§ **What is expected**: From the essay on patriarchal households below, copy out word for word the passage starting with "In an earlier" and going on through "reading the comments.".

§ **Document extract**:
▽

But when femininity is the lodestar, permanent marriage is jettisoned in favor of serial affairs; men have no reason to strive for marriage since their wives can evict them while keeping their children and income; eventually they either abandon the notion of household altogether, or become listless, powerless and suicidal. [On the reasons for men committing suicide at 4–5 times the rate of women, see Rollo Tomassi, Men and Suicide on The Rational Male (December 2017).] The center cannot hold and we get the slow-motion collapse into cultural hysteria that we’re witnessing today.
This is the inevitable result of Glenn’s
subordination of male sexual impulses and biology to the long-term horizons of female sexuality.
Whereas Glenn is baffled about what to do, the Bible is not. It articulates clearly how society should be ordered: patriarchal households.
Not complementarian households—patriarchal ones.
Patriarchy is a dirty, shameful word in a feminine-priority culture, but one which simply means:
- A social system in which the father is the head of the family;
- A family, community, or society based on this system or governed by men. [ Patriarchy in American Heritage Dictionary of the English Language, Fifth Edition (Houghton Mifflin Harcourt Publishing Company, 2016).]
This father-rule is straightforwardly the teaching of Scripture (Ephesians 3:14–15), both didactically and by example—starting with the creation of man himself in Genesis 2, all the way through to the letters of Peter and Paul (e.g. 1 Peter 3:1–9; 5:1–7; 1 Corinthians 11:3, 7–9; 1 Timothy 2:12–15 cf. Isaiah 3:12).
In an earlier version of this article I simply gave patriarchy as the solution here. Having observed the effects of patriarchy in isolation, and developed my understanding of the Bible’s teaching on intersexuality and the creation mandate, I believe it is the household which is the grounding element in a well-ordered society, with the patriarch merely being its representative ruler. [Cf. D. Bnonn Tennant, What is the kingdom of God? Part 1: representation and rulership (January 2017).] When this is not clearly in view—as when one speaks of patriarchy simpliciter—one tends to swing too far in the other direction from feminism. Keep this in mind when reading the comments.
More—Scripture also articulates clearly the way to attenuate and overcome the innate sin of both men and women in establishing, building, and rightly ruling these households: the cross of Anointed Jesus.
The thoroughgoing solution that Glenn is seeking is, in fact, the gospel. [For a primer on how the mission of the assembly impinges on socio-political issues, see D. Bnonn Tennant, What is the kingdom of God? Part 9: the Great Commission as a directive to conquer (July 2017).] It is the triumphant message that our supreme Father has chosen his perfect Son to rule, disciple and sanctify the nations through innumerable male-led households, and that he is placing all of his enemies beneath his feet until the world is transformed into one great household. I wonder what would happen if Glenn started preaching that, instead of gyneolatry. Sadly, he exemplifies the very lack of good men that he laments is destroying society. As Nathan once said to David, “You are that man!”

△

§ **Excerpted data**:
▽

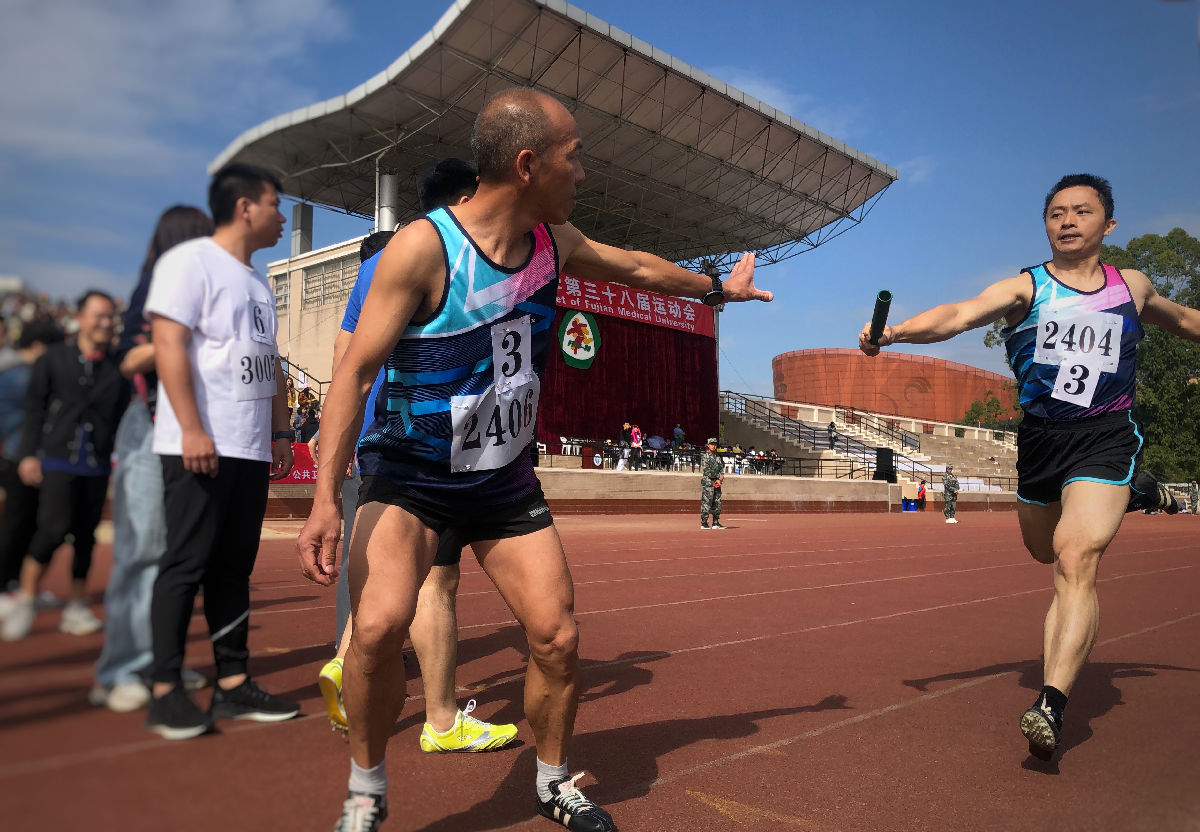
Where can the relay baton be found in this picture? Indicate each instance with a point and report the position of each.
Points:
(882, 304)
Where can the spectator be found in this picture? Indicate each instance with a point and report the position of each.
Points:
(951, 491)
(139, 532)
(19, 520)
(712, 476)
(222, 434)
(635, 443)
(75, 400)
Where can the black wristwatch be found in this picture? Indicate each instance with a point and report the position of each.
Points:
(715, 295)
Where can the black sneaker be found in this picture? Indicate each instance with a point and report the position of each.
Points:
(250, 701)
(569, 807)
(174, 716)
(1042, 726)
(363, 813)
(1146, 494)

△

§ **Result for this exercise**:
In an earlier version of this article I simply gave patriarchy as the solution here. Having observed the effects of patriarchy in isolation, and developed my understanding of the Bible’s teaching on intersexuality and the creation mandate, I believe it is the household which is the grounding element in a well-ordered society, with the patriarch merely being its representative ruler. [Cf. D. Bnonn Tennant, What is the kingdom of God? Part 1: representation and rulership (January 2017).] When this is not clearly in view—as when one speaks of patriarchy simpliciter—one tends to swing too far in the other direction from feminism. Keep this in mind when reading the comments.